Dataset rows showing where objects appear:

━━━

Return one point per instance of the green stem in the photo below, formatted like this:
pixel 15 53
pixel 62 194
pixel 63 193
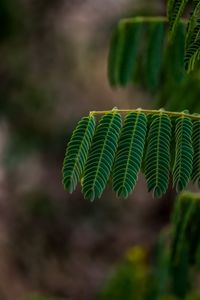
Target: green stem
pixel 148 112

━━━

Copy every line of the material above verbatim, but leave out the picture.

• EXPECTED ANSWER
Return one point per instance of the green stem in the photo below, formatted like this:
pixel 15 53
pixel 62 194
pixel 63 193
Target: green stem
pixel 148 112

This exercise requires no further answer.